> **Task requirements**
Select and copy every line of the material that contains the string "straw". Case counts.

> **Data in this exercise**
┄┄┄┄┄┄┄┄┄┄┄┄┄┄┄┄┄┄┄┄

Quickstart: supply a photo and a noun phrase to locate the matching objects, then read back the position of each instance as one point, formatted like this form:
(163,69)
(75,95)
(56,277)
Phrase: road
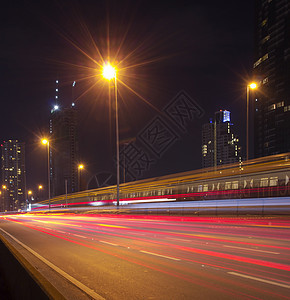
(158,257)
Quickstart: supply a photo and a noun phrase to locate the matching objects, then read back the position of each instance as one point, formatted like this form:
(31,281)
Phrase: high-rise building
(219,144)
(272,71)
(63,150)
(13,196)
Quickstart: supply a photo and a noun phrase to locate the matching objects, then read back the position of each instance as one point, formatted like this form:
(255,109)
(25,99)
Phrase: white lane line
(260,279)
(183,240)
(58,270)
(108,243)
(84,237)
(173,258)
(252,249)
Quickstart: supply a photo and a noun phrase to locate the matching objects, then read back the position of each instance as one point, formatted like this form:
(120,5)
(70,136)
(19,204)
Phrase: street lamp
(109,72)
(80,167)
(250,86)
(46,142)
(40,187)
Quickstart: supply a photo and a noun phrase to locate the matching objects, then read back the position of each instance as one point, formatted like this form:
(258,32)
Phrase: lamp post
(109,72)
(46,142)
(29,193)
(4,187)
(40,187)
(250,86)
(80,167)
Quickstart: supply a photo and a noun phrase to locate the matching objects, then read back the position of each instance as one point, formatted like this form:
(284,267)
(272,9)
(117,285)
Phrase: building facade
(13,194)
(219,144)
(271,70)
(64,151)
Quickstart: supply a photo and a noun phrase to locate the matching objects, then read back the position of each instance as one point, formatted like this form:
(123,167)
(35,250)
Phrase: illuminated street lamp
(250,86)
(109,72)
(46,142)
(80,167)
(40,188)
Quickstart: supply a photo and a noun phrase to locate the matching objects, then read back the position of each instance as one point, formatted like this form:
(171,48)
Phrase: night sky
(162,47)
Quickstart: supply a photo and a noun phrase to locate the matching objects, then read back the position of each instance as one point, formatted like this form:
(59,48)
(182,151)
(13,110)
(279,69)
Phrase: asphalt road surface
(157,257)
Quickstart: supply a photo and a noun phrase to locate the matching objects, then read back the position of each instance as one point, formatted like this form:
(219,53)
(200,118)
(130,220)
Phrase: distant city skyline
(204,49)
(220,145)
(13,189)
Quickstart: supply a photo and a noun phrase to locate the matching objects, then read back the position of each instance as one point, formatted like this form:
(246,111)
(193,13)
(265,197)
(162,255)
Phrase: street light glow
(109,72)
(44,141)
(253,85)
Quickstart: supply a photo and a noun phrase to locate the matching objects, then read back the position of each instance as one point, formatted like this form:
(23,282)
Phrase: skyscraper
(219,144)
(13,176)
(272,71)
(63,150)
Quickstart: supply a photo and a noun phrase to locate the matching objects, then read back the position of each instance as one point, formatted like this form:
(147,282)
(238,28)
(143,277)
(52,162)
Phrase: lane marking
(260,279)
(74,281)
(183,240)
(251,249)
(108,243)
(173,258)
(84,237)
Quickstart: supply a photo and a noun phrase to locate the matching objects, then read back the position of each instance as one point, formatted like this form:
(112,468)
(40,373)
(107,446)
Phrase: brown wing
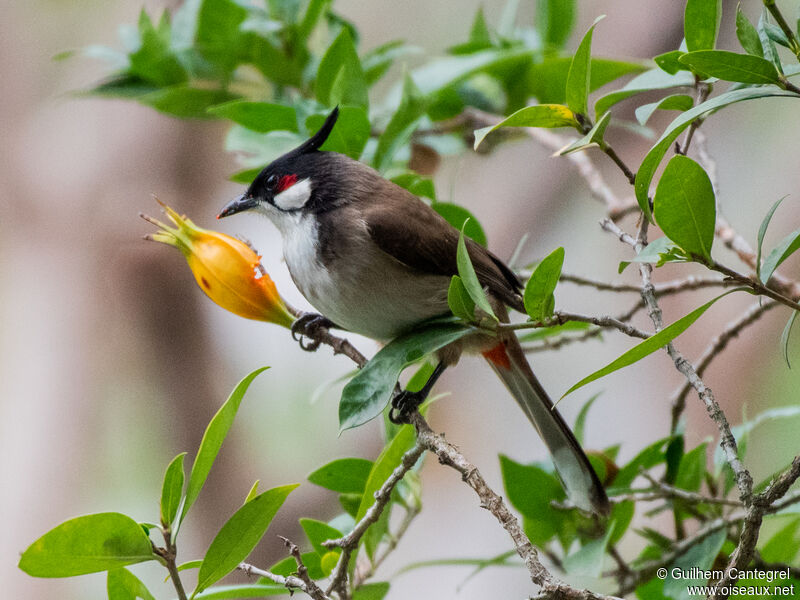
(416,235)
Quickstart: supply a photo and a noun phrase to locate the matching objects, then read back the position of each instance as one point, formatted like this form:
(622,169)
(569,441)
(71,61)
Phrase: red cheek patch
(286,182)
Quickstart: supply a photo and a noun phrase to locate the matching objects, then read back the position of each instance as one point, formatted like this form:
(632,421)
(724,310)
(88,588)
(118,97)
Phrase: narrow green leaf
(367,394)
(554,20)
(461,305)
(787,332)
(257,116)
(578,77)
(470,279)
(594,137)
(785,248)
(397,133)
(388,460)
(121,584)
(669,63)
(350,134)
(650,163)
(701,24)
(253,491)
(318,532)
(239,535)
(212,440)
(762,231)
(654,79)
(685,207)
(747,34)
(649,345)
(540,115)
(460,218)
(540,287)
(680,102)
(729,66)
(343,475)
(340,78)
(87,544)
(246,590)
(172,489)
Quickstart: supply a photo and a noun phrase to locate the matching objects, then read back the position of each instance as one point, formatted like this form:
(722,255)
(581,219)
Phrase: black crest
(314,143)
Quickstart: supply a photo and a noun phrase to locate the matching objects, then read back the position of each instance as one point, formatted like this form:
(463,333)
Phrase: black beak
(238,204)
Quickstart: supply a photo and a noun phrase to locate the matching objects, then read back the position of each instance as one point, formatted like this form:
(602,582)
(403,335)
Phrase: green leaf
(701,557)
(212,440)
(580,420)
(121,584)
(762,231)
(554,20)
(87,544)
(648,346)
(747,34)
(172,489)
(350,134)
(578,76)
(246,590)
(470,279)
(654,79)
(685,208)
(692,469)
(547,80)
(366,395)
(538,295)
(460,218)
(239,535)
(461,305)
(680,102)
(669,63)
(701,24)
(531,489)
(650,163)
(729,66)
(658,252)
(594,137)
(340,78)
(785,248)
(401,126)
(372,591)
(154,61)
(318,532)
(388,460)
(787,332)
(343,475)
(540,115)
(257,116)
(184,101)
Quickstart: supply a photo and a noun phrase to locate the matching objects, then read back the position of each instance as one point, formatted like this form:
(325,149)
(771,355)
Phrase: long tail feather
(577,475)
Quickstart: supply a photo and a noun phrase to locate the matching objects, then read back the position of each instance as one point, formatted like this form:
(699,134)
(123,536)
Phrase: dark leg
(406,402)
(310,326)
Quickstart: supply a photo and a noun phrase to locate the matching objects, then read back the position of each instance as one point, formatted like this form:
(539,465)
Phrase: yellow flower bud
(226,269)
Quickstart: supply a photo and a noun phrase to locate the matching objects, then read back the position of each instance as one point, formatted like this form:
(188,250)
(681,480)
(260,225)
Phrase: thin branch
(717,345)
(290,582)
(349,542)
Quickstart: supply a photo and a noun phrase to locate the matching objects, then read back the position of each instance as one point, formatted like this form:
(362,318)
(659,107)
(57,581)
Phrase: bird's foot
(404,403)
(308,328)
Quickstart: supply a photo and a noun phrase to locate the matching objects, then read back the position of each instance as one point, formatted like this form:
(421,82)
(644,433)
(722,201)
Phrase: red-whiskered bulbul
(376,260)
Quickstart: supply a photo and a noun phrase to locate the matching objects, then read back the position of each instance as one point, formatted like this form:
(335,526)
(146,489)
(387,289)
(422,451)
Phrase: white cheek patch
(294,197)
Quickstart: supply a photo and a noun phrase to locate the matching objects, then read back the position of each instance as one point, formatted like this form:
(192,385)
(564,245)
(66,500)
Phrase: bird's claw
(403,404)
(307,329)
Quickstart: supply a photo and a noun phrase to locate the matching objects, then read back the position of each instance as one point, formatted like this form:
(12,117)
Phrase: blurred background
(112,361)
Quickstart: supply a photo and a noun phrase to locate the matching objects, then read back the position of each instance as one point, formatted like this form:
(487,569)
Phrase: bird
(376,260)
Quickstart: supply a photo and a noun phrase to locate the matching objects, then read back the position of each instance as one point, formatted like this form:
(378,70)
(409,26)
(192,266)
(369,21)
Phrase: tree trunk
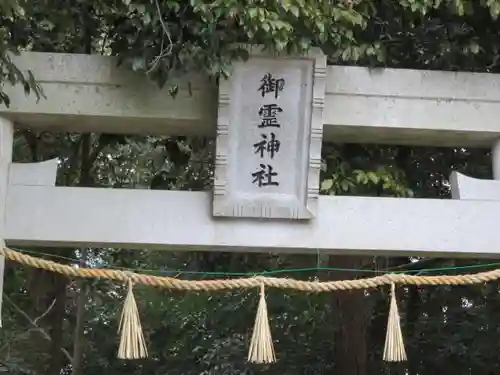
(56,319)
(350,351)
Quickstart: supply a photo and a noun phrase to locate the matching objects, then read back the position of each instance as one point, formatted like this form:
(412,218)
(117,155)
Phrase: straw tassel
(132,343)
(394,350)
(261,347)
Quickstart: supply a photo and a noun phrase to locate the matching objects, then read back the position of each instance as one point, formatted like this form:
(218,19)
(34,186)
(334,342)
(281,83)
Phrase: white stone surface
(171,220)
(465,187)
(6,142)
(37,174)
(269,131)
(88,93)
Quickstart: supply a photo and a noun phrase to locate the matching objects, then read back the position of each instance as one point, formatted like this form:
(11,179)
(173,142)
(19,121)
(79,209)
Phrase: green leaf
(327,184)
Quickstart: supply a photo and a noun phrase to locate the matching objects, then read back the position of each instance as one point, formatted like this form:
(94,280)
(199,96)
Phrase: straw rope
(253,282)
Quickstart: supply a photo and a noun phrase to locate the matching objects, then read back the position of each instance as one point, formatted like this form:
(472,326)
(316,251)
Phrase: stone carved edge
(221,202)
(316,132)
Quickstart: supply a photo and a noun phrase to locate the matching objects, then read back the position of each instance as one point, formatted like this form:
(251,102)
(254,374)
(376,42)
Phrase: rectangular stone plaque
(269,133)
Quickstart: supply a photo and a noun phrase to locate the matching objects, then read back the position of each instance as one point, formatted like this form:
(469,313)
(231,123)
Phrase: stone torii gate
(312,102)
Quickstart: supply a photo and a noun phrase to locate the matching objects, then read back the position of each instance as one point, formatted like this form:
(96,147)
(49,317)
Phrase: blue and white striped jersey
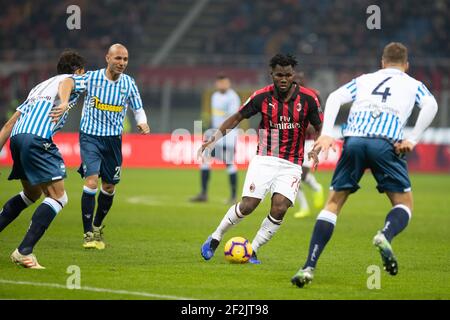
(35,111)
(106,102)
(382,103)
(223,105)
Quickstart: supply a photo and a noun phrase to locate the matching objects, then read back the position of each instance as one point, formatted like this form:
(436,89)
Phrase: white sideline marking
(60,286)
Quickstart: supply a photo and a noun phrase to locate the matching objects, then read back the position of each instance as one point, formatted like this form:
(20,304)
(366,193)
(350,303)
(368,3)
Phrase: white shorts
(266,173)
(309,144)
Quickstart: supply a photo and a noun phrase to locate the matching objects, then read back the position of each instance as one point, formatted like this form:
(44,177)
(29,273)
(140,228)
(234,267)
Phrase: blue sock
(323,230)
(87,208)
(233,183)
(104,204)
(396,220)
(205,179)
(42,217)
(12,209)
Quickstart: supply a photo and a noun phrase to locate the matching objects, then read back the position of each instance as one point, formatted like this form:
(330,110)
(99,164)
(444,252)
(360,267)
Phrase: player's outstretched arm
(64,90)
(7,128)
(224,128)
(426,115)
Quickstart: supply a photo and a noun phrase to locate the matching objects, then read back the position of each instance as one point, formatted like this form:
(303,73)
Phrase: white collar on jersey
(391,70)
(109,80)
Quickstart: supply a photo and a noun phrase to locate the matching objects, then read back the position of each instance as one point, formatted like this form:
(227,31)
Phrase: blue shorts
(101,156)
(359,153)
(36,160)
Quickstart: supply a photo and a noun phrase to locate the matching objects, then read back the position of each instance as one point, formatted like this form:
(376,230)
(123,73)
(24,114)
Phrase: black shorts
(36,159)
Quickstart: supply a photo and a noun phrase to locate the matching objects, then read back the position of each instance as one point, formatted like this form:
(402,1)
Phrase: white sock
(232,217)
(311,181)
(302,199)
(268,228)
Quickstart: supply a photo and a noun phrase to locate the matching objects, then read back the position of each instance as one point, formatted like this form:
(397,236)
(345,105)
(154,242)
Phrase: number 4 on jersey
(384,93)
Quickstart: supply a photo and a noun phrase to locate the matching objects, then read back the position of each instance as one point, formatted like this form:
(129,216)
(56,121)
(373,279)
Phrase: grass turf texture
(154,235)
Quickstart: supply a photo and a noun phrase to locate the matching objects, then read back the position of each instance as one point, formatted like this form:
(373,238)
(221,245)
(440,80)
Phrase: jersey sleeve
(80,82)
(421,95)
(315,114)
(134,99)
(348,91)
(252,106)
(22,107)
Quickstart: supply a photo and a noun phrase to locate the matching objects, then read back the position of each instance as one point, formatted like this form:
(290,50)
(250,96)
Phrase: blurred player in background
(108,94)
(37,161)
(308,177)
(374,139)
(286,109)
(224,103)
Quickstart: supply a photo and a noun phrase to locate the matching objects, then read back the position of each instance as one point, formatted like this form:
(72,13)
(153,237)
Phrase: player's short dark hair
(283,60)
(221,76)
(395,52)
(70,61)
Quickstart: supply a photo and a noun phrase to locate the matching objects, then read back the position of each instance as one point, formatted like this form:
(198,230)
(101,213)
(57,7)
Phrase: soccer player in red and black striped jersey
(286,109)
(308,177)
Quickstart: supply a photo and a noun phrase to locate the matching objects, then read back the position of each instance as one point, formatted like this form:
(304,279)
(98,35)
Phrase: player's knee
(63,200)
(108,188)
(231,168)
(278,209)
(32,196)
(247,206)
(91,183)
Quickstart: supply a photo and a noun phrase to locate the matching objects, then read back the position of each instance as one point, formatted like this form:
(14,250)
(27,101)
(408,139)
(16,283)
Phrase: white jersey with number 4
(382,103)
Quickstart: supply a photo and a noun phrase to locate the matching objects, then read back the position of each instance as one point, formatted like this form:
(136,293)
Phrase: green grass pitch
(154,235)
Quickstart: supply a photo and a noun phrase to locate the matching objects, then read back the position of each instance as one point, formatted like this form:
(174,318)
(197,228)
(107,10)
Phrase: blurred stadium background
(177,47)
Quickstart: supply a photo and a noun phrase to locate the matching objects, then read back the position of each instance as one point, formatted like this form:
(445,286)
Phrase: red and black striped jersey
(283,124)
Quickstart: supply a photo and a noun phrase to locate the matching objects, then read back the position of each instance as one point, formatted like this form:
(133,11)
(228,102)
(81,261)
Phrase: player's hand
(143,128)
(324,143)
(58,111)
(314,156)
(403,147)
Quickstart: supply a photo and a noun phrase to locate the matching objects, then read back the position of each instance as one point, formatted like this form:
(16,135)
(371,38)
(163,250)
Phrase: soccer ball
(238,250)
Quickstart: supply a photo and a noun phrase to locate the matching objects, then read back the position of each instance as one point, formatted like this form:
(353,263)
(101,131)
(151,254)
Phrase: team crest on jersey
(46,145)
(376,112)
(95,103)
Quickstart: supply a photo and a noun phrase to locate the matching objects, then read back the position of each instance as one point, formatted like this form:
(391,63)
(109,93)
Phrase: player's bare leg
(396,221)
(14,206)
(105,201)
(234,215)
(271,224)
(323,229)
(90,189)
(55,200)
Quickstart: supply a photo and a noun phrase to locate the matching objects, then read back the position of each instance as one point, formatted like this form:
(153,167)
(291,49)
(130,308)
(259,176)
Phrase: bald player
(108,94)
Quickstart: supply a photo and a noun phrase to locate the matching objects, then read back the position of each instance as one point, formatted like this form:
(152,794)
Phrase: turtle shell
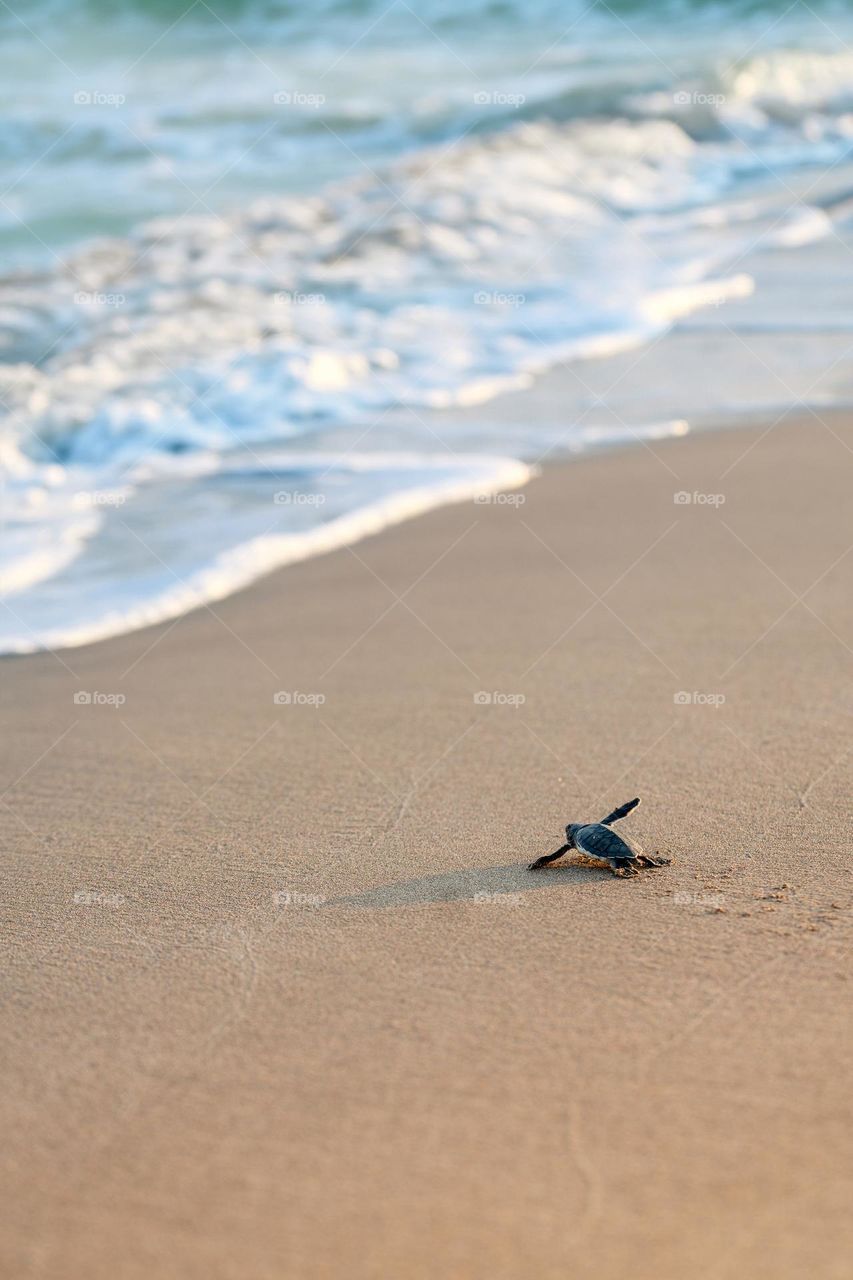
(600,841)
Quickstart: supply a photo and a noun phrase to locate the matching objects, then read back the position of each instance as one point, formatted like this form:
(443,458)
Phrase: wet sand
(282,999)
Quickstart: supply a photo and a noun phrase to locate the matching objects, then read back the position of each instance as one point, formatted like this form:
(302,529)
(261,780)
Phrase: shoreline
(284,999)
(236,568)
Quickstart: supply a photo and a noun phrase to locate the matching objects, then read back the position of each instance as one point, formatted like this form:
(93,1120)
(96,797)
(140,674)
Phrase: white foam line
(243,565)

┄┄┄┄┄┄┄┄┄┄┄┄┄┄┄┄┄┄┄┄

> **Output below**
Phrase: straw tassel
Phrase: straw rope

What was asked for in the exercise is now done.